EXTRACTED MATERIAL ▸
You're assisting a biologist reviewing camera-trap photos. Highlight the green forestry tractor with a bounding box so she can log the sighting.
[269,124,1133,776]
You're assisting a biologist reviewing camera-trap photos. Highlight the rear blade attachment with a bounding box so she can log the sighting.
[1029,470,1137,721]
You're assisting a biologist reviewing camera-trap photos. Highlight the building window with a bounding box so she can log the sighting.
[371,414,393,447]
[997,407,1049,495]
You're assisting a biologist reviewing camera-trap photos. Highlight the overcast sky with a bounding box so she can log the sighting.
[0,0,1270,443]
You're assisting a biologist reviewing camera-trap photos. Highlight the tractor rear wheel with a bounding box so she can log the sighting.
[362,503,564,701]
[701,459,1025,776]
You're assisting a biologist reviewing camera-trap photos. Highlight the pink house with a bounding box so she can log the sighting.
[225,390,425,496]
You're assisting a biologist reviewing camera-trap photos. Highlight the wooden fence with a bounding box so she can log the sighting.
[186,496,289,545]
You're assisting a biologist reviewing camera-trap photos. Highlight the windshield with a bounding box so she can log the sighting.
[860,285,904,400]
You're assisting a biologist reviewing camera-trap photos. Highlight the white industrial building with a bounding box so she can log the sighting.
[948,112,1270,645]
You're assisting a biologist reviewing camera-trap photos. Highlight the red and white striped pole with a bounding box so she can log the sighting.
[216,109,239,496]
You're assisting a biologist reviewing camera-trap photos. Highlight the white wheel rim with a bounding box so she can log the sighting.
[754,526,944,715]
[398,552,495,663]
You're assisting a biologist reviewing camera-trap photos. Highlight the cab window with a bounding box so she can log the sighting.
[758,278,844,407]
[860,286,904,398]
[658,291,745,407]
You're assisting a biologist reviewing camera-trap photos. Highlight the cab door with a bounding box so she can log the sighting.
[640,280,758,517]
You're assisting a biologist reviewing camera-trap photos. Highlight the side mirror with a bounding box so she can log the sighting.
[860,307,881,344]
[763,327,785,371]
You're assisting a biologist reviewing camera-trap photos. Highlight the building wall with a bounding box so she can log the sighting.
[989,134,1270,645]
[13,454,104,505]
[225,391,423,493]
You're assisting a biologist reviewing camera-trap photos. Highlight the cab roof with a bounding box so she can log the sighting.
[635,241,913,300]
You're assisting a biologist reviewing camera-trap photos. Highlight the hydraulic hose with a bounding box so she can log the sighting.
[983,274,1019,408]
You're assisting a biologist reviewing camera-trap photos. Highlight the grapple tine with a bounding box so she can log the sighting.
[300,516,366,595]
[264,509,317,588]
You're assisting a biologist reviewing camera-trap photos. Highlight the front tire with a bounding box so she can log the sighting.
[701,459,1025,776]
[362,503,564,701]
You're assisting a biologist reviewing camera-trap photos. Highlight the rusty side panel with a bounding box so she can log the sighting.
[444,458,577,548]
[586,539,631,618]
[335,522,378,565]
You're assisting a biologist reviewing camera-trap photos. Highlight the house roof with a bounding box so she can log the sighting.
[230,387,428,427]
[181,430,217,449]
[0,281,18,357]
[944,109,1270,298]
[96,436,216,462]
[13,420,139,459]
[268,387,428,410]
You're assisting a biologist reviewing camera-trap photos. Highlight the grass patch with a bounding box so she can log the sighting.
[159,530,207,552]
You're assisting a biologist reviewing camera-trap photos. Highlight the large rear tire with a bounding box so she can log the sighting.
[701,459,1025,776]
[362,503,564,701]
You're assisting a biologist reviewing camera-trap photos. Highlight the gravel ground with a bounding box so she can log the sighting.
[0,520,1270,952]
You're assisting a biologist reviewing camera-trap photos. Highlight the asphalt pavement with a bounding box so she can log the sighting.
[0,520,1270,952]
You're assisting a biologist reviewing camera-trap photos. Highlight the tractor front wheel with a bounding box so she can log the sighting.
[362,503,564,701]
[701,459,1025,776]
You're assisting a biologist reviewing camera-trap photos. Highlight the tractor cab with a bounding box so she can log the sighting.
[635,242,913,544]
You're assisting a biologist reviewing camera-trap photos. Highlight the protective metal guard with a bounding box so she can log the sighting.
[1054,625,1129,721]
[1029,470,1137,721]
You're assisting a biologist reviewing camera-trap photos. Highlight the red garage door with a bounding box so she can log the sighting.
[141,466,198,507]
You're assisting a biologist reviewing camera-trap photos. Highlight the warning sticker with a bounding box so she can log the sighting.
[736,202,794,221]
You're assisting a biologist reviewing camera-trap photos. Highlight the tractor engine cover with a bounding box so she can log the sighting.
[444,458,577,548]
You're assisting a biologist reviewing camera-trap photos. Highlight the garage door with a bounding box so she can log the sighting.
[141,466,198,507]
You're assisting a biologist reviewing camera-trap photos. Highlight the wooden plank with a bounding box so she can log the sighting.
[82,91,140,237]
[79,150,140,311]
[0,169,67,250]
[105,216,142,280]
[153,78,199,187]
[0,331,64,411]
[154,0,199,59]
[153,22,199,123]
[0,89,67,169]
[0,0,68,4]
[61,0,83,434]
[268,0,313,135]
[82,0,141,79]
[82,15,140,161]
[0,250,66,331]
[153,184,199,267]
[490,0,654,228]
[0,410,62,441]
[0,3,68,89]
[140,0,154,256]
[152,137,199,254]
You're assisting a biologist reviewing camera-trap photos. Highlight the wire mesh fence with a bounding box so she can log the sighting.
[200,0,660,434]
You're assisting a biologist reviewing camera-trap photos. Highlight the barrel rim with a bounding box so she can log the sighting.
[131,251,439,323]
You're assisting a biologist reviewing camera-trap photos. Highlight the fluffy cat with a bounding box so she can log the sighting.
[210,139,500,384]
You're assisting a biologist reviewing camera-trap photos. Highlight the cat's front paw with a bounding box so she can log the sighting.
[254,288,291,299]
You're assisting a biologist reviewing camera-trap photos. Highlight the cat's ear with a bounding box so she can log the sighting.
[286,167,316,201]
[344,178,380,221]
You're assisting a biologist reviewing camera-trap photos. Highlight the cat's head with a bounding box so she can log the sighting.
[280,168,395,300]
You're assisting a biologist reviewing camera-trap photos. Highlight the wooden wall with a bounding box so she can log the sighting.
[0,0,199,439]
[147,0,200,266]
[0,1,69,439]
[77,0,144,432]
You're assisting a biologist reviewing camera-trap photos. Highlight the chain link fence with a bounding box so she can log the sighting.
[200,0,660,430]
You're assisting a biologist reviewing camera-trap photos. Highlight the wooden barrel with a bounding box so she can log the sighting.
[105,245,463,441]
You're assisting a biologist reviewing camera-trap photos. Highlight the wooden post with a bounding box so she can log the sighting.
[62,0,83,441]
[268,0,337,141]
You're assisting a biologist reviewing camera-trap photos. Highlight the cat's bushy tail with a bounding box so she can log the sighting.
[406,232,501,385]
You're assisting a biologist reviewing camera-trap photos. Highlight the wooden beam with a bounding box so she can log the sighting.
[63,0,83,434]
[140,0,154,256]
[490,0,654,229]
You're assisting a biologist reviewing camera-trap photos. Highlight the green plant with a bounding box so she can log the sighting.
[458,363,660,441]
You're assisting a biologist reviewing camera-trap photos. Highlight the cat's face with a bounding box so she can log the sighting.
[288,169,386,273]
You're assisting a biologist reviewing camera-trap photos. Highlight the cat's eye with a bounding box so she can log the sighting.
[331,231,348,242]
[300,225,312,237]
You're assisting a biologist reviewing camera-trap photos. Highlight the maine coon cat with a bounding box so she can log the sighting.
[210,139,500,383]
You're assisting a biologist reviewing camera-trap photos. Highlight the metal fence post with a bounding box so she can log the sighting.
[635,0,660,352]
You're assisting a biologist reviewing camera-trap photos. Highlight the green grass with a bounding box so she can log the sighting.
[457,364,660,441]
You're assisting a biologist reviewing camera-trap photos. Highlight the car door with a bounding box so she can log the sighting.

GOAL ▸
Render every entry above as a Markdown table with two columns, "No." and "Entry", giving each line its own numbered row and omitting blank lines.

RIGHT ANSWER ▸
| No. | Entry |
|---|---|
| 1 | You're assisting a biologist reviewing camera-trap photos. Highlight the green forestry tractor with a bounding box so she can log the sighting. |
| 2 | [269,124,1133,776] |
| 3 | You're assisting a biologist reviewing camera-trap photos. Highlight the rear blade attachment with a bounding box so she can log the sighting. |
| 4 | [1029,470,1137,721] |
| 5 | You're assisting a biologist reviewing camera-trap photos. Highlight the building window with a bounding box so she can log the sighting. |
| 6 | [371,414,393,447] |
| 7 | [997,407,1049,495] |
| 8 | You're assisting a biologist reviewing camera-trap photos. Highlight the overcast sky with a bounding box so she can log the sighting. |
| 9 | [0,0,1270,443] |
| 10 | You're assisting a biologist reviewing camera-trap photos. Highlight the tractor rear wheel with a bounding box so she can log the sighting. |
| 11 | [362,503,564,701] |
| 12 | [701,459,1025,776] |
| 13 | You're assisting a biologist reviewing camera-trap photos. Highlight the pink house with a bounding box so she can log the sighting. |
| 14 | [225,390,425,496] |
| 15 | You're assisting a biologist reviewing camera-trap photos. Highlight the wooden fence with a bounding box so she can log the sighting. |
| 16 | [186,496,289,545] |
| 17 | You're assisting a biologist reviewing camera-trap photos. Highlight the windshield with a bounding box so she can log the sighting. |
| 18 | [860,285,904,400] |
| 19 | You're assisting a biologist reviewing camera-trap photos. Highlight the white industrial building with a bounding box so she can log the sighting. |
| 20 | [948,112,1270,645] |
| 21 | You're assisting a biologist reviewing camera-trap photos. Highlight the red and white striped pole with a bounding box so she can log the sighting. |
| 22 | [216,109,239,496] |
| 23 | You're assisting a biologist reviewing camera-trap photos. Highlight the white wheel rim with a bounding box so she can log the sighting. |
| 24 | [754,526,944,715] |
| 25 | [398,552,495,663] |
| 26 | You're assisting a biologist reviewing camera-trap photos. Highlight the cab window with a bounding box so she can log the sighting. |
| 27 | [758,278,844,407] |
| 28 | [860,286,904,398] |
| 29 | [658,291,745,407] |
| 30 | You're assisting a biologist reviewing camera-trap photos. Highlight the cab door with a bounding box so she can log the sighting. |
| 31 | [640,280,758,517] |
| 32 | You're assisting a biologist reviewing camera-trap photos. Highlight the side mirror with a bounding box so she can log the sighting. |
| 33 | [860,307,881,344] |
| 34 | [763,327,785,371] |
| 35 | You're assisting a biologist reviewing camera-trap photos. Highlight the building wall with a bounding box so she can log the sighting. |
| 36 | [989,134,1270,645] |
| 37 | [13,454,104,505] |
| 38 | [225,391,423,493] |
| 39 | You're assisting a biologist reviewing camera-trap photos. Highlight the cab roof with a bounding box so she can log the sighting. |
| 40 | [635,241,913,300] |
| 41 | You're assisting a biologist reviewing camera-trap photos. Highlight the hydraulic hose with a bounding box so she can log the sighting. |
| 42 | [983,274,1019,408] |
| 43 | You're assisting a biologist reviewing camera-trap photos. Highlight the grapple tine with a bounding box so she can log the sighting. |
| 44 | [300,516,366,595] |
| 45 | [264,509,317,588] |
| 46 | You're assisting a biologist reviewing camera-trap photos. Highlight the front tire with a bounding box so she can log the sighting. |
| 47 | [701,459,1025,776] |
| 48 | [362,503,564,701] |
| 49 | You're assisting a biologist reviewing camera-trap photos. Highlight the rusty side panel with a bounding box so she can log the sighting. |
| 50 | [444,458,577,548] |
| 51 | [586,539,631,618] |
| 52 | [335,522,378,565] |
| 53 | You're assisting a biologist reviewing camera-trap photos. Highlight the house roof with a bounding box so she can log the sighting. |
| 54 | [230,387,428,427] |
| 55 | [181,430,217,449] |
| 56 | [0,281,18,357] |
| 57 | [944,109,1270,298] |
| 58 | [96,436,216,462] |
| 59 | [13,420,139,459] |
| 60 | [268,387,428,410] |
| 61 | You're assisting a biologist reviewing camera-trap photos. Highlight the grass patch with a bounding box so she can log the sighting. |
| 62 | [159,530,207,552] |
| 63 | You're assisting a biologist reviewing camera-trap photos. Highlight the large rear tire with a bounding box so she can log the sighting. |
| 64 | [701,459,1025,776] |
| 65 | [362,503,564,701] |
| 66 | You're assisting a biologist reviewing camera-trap photos. Highlight the gravel ground with a bounding box so she can log the sighting. |
| 67 | [0,520,1270,952] |
| 68 | You're assisting a biologist reviewing camera-trap photos. Highlight the asphalt pavement with a bounding box so she can log the sighting. |
| 69 | [0,520,1270,952] |
| 70 | You're assisting a biologist reviewing camera-trap photos. Highlight the tractor front wheel with a bounding box so she can log the sighting. |
| 71 | [362,503,564,701] |
| 72 | [701,459,1025,776] |
| 73 | You're assisting a biologist reviewing camera-trap photos. Highlight the tractor cab with a bounding box so she can log the sighting. |
| 74 | [635,242,913,544] |
| 75 | You're assisting a biologist reviewing camera-trap photos. Highlight the protective metal guard with a bounding box so she can log the sighting. |
| 76 | [1054,625,1129,721] |
| 77 | [1029,470,1137,721] |
| 78 | You're assisting a biologist reviewing camera-trap photos. Highlight the red garage door with a bounding box so she can log the sighting. |
| 79 | [141,466,198,507] |
| 80 | You're assisting a biologist reviewing camera-trap photos. Highlight the warning sticker with a bounding box so she can log the sighting. |
| 81 | [736,202,794,221] |
| 82 | You're assisting a biologist reviewing camera-trap photos. Highlight the tractor engine cover with a bounding box so she can log the sighting. |
| 83 | [444,458,577,548] |
| 84 | You're assisting a biologist reviewing camera-trap photos. Highlight the garage door with a bounding box so she can log the sighting. |
| 85 | [141,466,198,507] |
| 86 | You're assisting a biologist reviewing camera-trap photos. Highlight the wooden plank with a bounding box so she can log the sighting. |
| 87 | [82,91,140,237] |
| 88 | [79,150,140,311] |
| 89 | [0,169,67,250] |
| 90 | [105,216,142,280] |
| 91 | [153,78,199,187] |
| 92 | [0,331,64,411] |
| 93 | [154,0,199,59] |
| 94 | [153,22,199,123] |
| 95 | [0,89,67,169] |
| 96 | [0,0,68,4] |
| 97 | [61,0,83,434] |
| 98 | [268,0,313,135] |
| 99 | [82,0,141,79] |
| 100 | [82,15,140,161] |
| 101 | [0,250,66,331] |
| 102 | [153,184,199,267] |
| 103 | [490,0,654,228] |
| 104 | [0,410,62,441] |
| 105 | [0,3,68,89] |
| 106 | [140,0,154,256] |
| 107 | [152,137,199,254] |
| 108 | You're assisting a biologist reviewing camera-trap photos. Highlight the wire mesh fence with a bounding box so she can log the sighting. |
| 109 | [200,0,660,434] |
| 110 | You're assisting a biologist reviewing camera-trap photos. Highlight the barrel rim with a bounding box so she can log the sighting. |
| 111 | [131,251,439,323] |
| 112 | You're assisting a biologist reviewing camera-trap photos. Highlight the fluffy cat with a bounding box so she can log the sighting. |
| 113 | [210,139,500,384] |
| 114 | You're assisting a biologist reviewing camera-trap photos. Highlight the cat's front paw with a bounding box so she can log the sighting. |
| 115 | [254,288,291,299] |
| 116 | You're assisting a biologist reviewing camera-trap photos. Highlight the cat's ear with a bounding box so she can log the sighting. |
| 117 | [286,167,316,201] |
| 118 | [344,178,380,221] |
| 119 | You're assisting a biologist reviewing camera-trap photos. Highlight the cat's head with a bounding box so she can log the sighting. |
| 120 | [280,168,395,300] |
| 121 | You're assisting a biologist reviewing camera-trap photos. Highlight the wooden wall with a bounding box so she can log the sighting. |
| 122 | [0,0,199,439] |
| 123 | [147,0,200,266] |
| 124 | [0,1,69,439] |
| 125 | [77,0,144,432] |
| 126 | You're assisting a biologist reviewing camera-trap photos. Highlight the chain link fence with a bounding box so she can log the sighting. |
| 127 | [200,0,660,430] |
| 128 | You're assisting a biologist reviewing camera-trap photos. Highlight the wooden barrel with a bounding box so she can log the sighting. |
| 129 | [105,245,463,441] |
| 130 | You're assisting a biologist reviewing camera-trap photos. Highlight the wooden post with a bounding box so she can log the sighting. |
| 131 | [62,0,83,441] |
| 132 | [268,0,337,141] |
| 133 | You're assisting a biologist reviewing camera-trap photos. Highlight the cat's bushy tail with a bounding box so she can log the sighting. |
| 134 | [406,232,501,385] |
| 135 | You're assisting a biologist reviewing camera-trap photos. Highlight the wooden beam with a bounding box so she can log the sighting. |
| 136 | [63,0,83,434] |
| 137 | [140,0,154,256] |
| 138 | [490,0,654,229] |
| 139 | You're assisting a biologist reviewing camera-trap photos. Highlight the green plant with a bounding box so she can log the sighting. |
| 140 | [458,363,660,441] |
| 141 | You're assisting a biologist reviewing camera-trap photos. Highlight the cat's face with a bounding box so she can log the sighting. |
| 142 | [288,169,386,273] |
| 143 | You're assisting a biologist reviewing camera-trap photos. Highlight the cat's eye with a bounding box so she can log the sighting. |
| 144 | [331,231,348,242] |
| 145 | [300,225,312,237] |
| 146 | You're assisting a biologist reviewing camera-trap photos. Highlight the maine coon cat with a bounding box so she can log the sighting. |
| 147 | [210,139,500,383] |
| 148 | You're assisting a biologist reviewing camera-trap photos. Highlight the metal fence post with a bounding box so she can log the sighting. |
| 149 | [635,0,660,352] |
| 150 | You're assisting a biologist reviewing camera-trap photos. Highlight the green grass with a bounding box so she can log the sighting. |
| 151 | [457,364,660,441] |
| 152 | You're assisting a biologist reviewing camera-trap photos. Highlight the car door with a bounding box so she can log the sighting. |